**Extract to read:**
The more clinicians used the label, the more pressure the diagnostic authorities were under to recognise it. That the clinicians and the authorities were often the same people lent momentum to the process. The first international conference on Asperger’s didn’t take place until 1988, but by then, under Wing’s guidance, the American Psychiatric Association had already changed the definition of autism in its Diagnostic and Statistical Manual, softening and expanding the checklist items and introducing a sub-threshold diagnosis, whose name, ‘Pervasive Developmental Disorder – Not Otherwise Specified’, sounded like psychiatric self-parody. In 1990, Wing prevailed on the World Health Organisation to include Asperger’s in its International Classification of Diseases. The APA had little choice but to follow suit. The psychiatrists in charge of the fourth edition of the DSM, which was published in 1994, considered proposals for 94 new diagnoses. Two made the cut. The first was Bipolar II Disorder. The second was Asperger’s.
It was at this point that Pandora’s box truly burst open. Steve Silberman, the author of NeuroTribes, describes DSM-IV as the diagnostic equivalent of Michael Jackson’s Thriller: an unprecedented international hit. The manual and its many tie-ins – including study guides, casebooks, videotapes and software – earned $100 million for the American Psychiatric Association. This once obscure 42-year-old psychiatric manual inserted itself, as Silberman writes, into nearly every facet of American life: ‘classrooms, courtrooms, community clinics, research labs, congressional hearings, pharma stockholders’ meetings, social service agencies and guidance counsellors’ offices’. For autism in particular, this meant that the ‘clinical infrastructure’ of the condition was transformed ‘from a channel for optional reporting of isolated cases to a network for active surveillance of the general population’. The first autism prevalence study, published by the psychologist Victor Lotter in 1964, suggested (with scrupulous social-scientific disclaimers) that the condition affected 4.5 out of every 10,000 children. In 1999 a widely disseminated report by California’s Department of Developmental Services raised that number to 60 out of every 10,000 children. In 2004, the US Centers for Disease Control and Prevention published an alert for paediatricians which claimed that autism affected one out of every 166 American children. By 2007 it had raised that number to 1 in 110. By then, of course, the figures were so high that a few dozen kids more or less hardly mattered; everyone was already in a panic.

**Instructions:**
**a)** For each statement, say whether it agrees with the passage on autism diagnosis, answering yes or no and quoting the words from the passage that decide it. (i) The first international conference on Asperger’s was held in 1988. (ii) Of the 94 proposed new diagnoses considered for the fourth edition of the DSM, five were accepted. (iii) The DSM and its tie-ins earned $100 million for the American Psychiatric Association.
**b)** Using the passage on autism diagnosis, answer each question.
(i) In what year did Wing get the World Health Organisation to include Asperger’s in its International Classification of Diseases?
(ii) Who published the first autism prevalence study, and in what year?
(iii) According to the 2004 alert from the US Centers for Disease Control and Prevention, how many American children did autism affect?
**c)** Continue the passage on autism diagnosis, starting after its final sentence.
The rows that come after this point are separate material, unrelated to the passage on autism diagnosis.

**Records supplied:**
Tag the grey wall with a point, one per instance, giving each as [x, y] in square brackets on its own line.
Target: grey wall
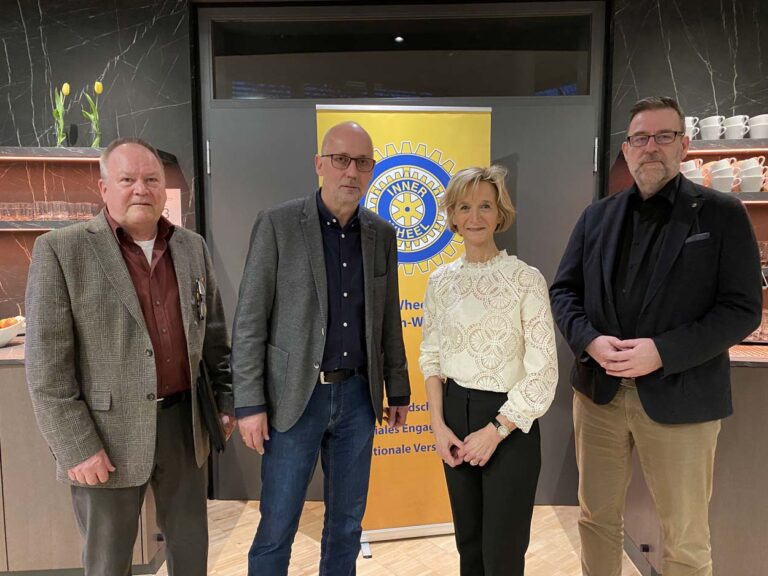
[140, 51]
[710, 55]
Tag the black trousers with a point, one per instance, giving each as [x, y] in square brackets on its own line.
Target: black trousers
[492, 506]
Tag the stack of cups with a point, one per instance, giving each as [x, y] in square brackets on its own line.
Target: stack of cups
[736, 127]
[691, 169]
[712, 127]
[723, 174]
[753, 174]
[691, 130]
[758, 126]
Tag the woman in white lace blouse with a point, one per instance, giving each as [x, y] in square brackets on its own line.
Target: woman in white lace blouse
[490, 369]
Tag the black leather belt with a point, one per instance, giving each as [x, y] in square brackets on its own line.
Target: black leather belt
[172, 400]
[336, 376]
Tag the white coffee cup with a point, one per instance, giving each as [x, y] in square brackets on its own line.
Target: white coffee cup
[720, 164]
[723, 172]
[755, 171]
[734, 120]
[725, 183]
[752, 183]
[758, 130]
[736, 131]
[712, 132]
[689, 165]
[711, 121]
[751, 162]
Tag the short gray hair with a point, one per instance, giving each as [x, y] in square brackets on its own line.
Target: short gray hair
[104, 158]
[657, 103]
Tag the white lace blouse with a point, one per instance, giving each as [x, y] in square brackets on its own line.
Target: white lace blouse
[488, 326]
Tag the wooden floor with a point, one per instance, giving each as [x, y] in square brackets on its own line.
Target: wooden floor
[553, 550]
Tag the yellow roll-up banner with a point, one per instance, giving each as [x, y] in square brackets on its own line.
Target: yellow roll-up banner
[417, 150]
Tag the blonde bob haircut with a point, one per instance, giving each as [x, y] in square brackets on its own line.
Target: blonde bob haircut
[467, 180]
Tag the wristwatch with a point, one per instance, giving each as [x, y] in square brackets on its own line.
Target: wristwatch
[501, 430]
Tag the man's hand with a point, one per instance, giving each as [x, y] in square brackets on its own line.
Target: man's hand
[447, 445]
[93, 471]
[480, 445]
[634, 358]
[255, 430]
[601, 346]
[229, 422]
[395, 416]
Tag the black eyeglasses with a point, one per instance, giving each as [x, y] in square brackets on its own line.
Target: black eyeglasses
[341, 162]
[662, 139]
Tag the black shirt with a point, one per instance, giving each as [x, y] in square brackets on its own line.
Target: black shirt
[345, 333]
[642, 235]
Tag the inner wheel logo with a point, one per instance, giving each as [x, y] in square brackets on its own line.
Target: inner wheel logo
[406, 189]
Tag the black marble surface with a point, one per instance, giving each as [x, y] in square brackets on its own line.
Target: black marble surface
[712, 56]
[140, 51]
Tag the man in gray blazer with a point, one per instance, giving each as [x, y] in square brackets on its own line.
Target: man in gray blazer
[317, 341]
[120, 310]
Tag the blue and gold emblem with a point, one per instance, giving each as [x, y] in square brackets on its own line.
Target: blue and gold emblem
[406, 190]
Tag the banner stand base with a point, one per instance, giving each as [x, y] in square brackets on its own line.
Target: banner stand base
[401, 533]
[365, 548]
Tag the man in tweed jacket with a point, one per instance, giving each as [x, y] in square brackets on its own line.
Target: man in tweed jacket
[317, 343]
[120, 311]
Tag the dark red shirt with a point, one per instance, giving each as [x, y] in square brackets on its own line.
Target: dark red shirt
[158, 294]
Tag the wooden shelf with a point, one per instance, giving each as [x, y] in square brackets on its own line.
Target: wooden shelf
[38, 225]
[741, 147]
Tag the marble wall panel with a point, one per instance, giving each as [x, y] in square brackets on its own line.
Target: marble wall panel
[710, 55]
[140, 51]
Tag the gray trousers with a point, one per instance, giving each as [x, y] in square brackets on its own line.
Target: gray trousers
[108, 518]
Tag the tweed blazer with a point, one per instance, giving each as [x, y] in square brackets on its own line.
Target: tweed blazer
[89, 359]
[282, 312]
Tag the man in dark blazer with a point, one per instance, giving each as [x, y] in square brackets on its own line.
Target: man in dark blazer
[656, 283]
[317, 342]
[120, 310]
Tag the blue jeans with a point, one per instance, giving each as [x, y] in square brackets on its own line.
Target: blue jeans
[338, 424]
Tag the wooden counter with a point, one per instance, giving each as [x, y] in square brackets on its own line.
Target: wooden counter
[739, 506]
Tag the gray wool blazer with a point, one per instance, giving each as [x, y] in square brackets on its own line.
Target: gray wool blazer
[89, 360]
[282, 312]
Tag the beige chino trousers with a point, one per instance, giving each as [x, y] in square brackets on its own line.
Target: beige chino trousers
[677, 462]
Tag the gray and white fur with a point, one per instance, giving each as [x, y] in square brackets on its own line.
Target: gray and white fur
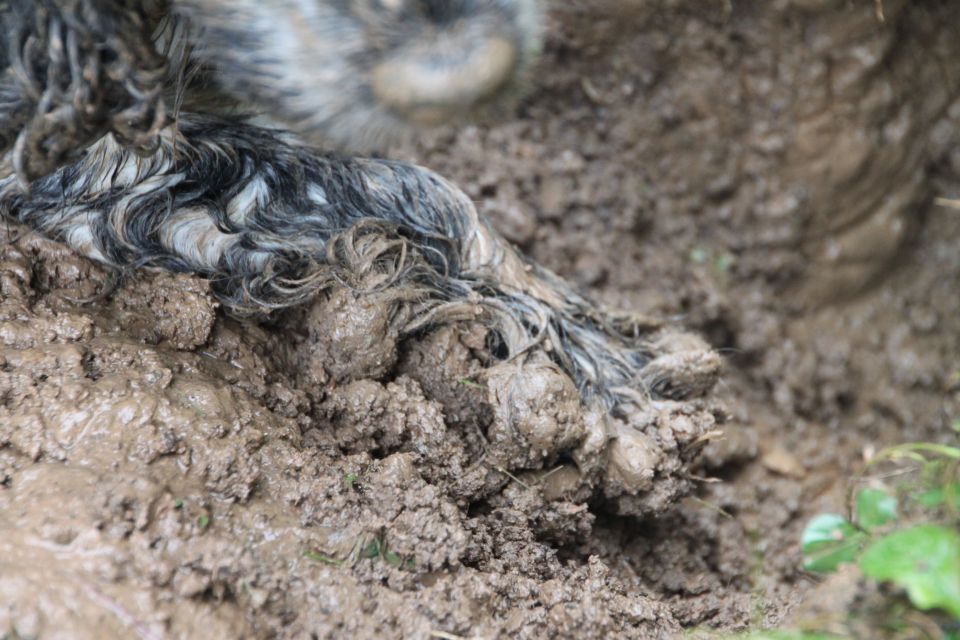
[133, 131]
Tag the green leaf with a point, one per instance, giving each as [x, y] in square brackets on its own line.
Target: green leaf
[875, 508]
[392, 558]
[829, 541]
[924, 560]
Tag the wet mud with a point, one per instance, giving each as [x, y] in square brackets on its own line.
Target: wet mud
[763, 175]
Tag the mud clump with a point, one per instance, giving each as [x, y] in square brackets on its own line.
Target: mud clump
[173, 475]
[167, 471]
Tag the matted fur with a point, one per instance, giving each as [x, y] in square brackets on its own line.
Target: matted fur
[271, 221]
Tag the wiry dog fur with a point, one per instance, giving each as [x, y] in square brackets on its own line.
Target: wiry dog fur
[127, 132]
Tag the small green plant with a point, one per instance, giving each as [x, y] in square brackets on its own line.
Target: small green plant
[322, 558]
[902, 529]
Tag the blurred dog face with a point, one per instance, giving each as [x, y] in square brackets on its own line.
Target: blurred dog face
[358, 73]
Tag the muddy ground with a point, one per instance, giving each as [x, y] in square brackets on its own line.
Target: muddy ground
[763, 173]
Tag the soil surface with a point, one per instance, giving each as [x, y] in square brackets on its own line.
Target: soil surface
[774, 176]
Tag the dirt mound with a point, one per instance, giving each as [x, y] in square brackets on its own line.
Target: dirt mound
[761, 174]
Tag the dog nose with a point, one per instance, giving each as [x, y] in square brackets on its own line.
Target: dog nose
[428, 88]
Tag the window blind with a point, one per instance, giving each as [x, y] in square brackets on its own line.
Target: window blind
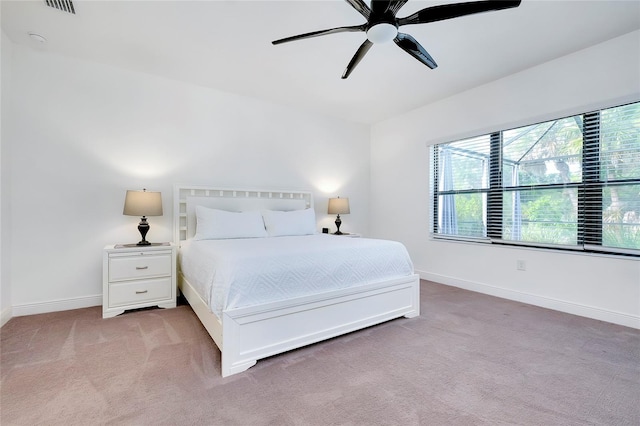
[572, 182]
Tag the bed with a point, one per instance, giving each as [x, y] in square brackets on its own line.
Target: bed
[296, 307]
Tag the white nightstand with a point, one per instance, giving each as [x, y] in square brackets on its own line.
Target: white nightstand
[137, 277]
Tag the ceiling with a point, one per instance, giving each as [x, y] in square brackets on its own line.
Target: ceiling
[226, 45]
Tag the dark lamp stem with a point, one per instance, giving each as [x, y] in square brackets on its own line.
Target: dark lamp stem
[338, 223]
[143, 227]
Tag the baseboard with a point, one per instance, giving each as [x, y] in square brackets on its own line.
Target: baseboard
[56, 305]
[532, 299]
[5, 315]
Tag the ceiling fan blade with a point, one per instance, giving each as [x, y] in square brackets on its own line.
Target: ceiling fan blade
[413, 48]
[448, 11]
[321, 33]
[380, 7]
[361, 7]
[362, 50]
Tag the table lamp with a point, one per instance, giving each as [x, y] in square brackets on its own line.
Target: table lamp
[143, 203]
[338, 206]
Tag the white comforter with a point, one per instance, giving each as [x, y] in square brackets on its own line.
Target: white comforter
[237, 273]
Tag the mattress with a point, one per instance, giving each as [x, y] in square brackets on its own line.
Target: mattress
[238, 273]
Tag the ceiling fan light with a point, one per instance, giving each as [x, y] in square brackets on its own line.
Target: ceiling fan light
[382, 33]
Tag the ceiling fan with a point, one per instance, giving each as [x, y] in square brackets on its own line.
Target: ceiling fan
[382, 25]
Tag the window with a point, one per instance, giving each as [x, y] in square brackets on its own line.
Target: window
[571, 183]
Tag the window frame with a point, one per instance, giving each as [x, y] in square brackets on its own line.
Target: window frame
[590, 189]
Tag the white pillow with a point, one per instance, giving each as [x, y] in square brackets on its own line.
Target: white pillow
[213, 224]
[295, 222]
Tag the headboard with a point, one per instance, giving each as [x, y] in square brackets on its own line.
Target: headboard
[186, 198]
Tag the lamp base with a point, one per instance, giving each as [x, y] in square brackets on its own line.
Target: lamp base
[338, 222]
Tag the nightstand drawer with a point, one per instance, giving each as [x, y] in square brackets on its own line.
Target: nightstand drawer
[142, 266]
[130, 293]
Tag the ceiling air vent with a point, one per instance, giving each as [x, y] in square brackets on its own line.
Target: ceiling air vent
[63, 5]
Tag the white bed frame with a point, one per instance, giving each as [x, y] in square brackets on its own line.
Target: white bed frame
[246, 335]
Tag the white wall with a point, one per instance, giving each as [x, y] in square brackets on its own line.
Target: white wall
[602, 287]
[86, 132]
[5, 179]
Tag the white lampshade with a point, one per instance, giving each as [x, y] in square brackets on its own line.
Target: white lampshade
[338, 206]
[142, 203]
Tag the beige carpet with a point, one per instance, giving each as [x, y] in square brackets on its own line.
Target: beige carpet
[469, 359]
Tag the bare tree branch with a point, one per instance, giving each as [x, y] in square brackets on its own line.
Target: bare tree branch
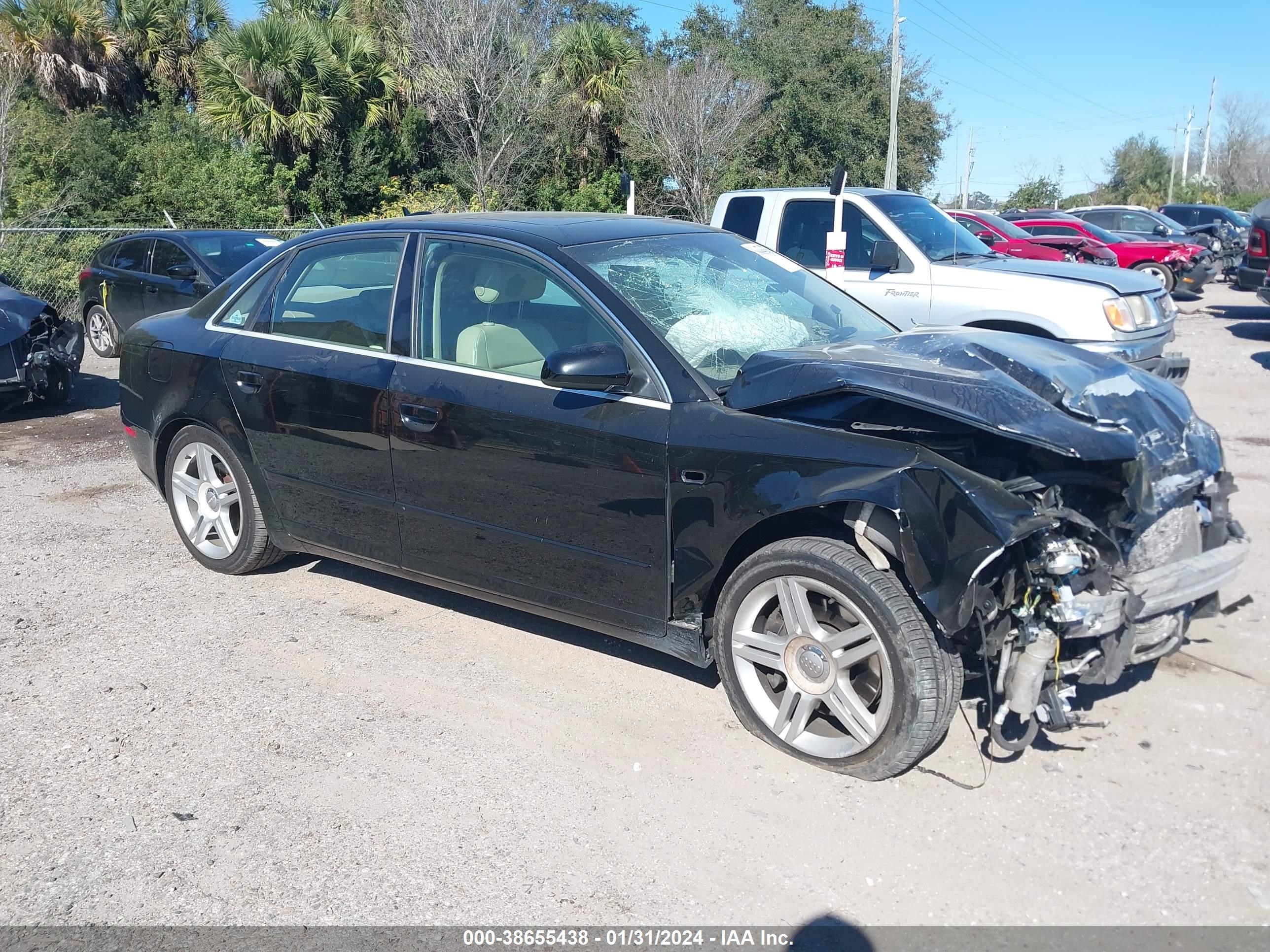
[475, 67]
[691, 118]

**Numbered responses:**
**a)**
(i) Yes: "The first international conference on Asperger’s didn’t take place until 1988"
(ii) No: "Two made the cut."
(iii) Yes: "The manual and its many tie-ins – including study guides, casebooks, videotapes and software – earned $100 million for the American Psychiatric Association."

**b)**
(i) 1990
(ii) The psychologist Victor Lotter, in 1964
(iii) One out of every 166

**c)**
Both of these books spend a great deal of time on the recent autism ‘epidemic’. In all likelihood, neither would have been written – or at least not published by a mainstream house – had autism not entered the public consciousness in such a spectacular and alarming way. This isn’t to say that the history of autism doesn’t hold fascinations independent of recent events. Both Silberman and Donvan and Zucker have a lot of fun describing the lives of autistic people before autism was a concept, like the 18th-century ‘natural fool’ Hugh Blair of Borgue, a Scottish laird who filled his bedroom with twigs and feathers and liked to dine with cats, whose paws he licked clean. Silberman includes a chapter about Henry Cavendish, a pathologically shy scientific polymath whose many breakthroughs include the 1766 discovery of hydrogen; ‘The way to talk to Cavendish is never to look at him,’ the astronomer Francis Wollaston was to say of him.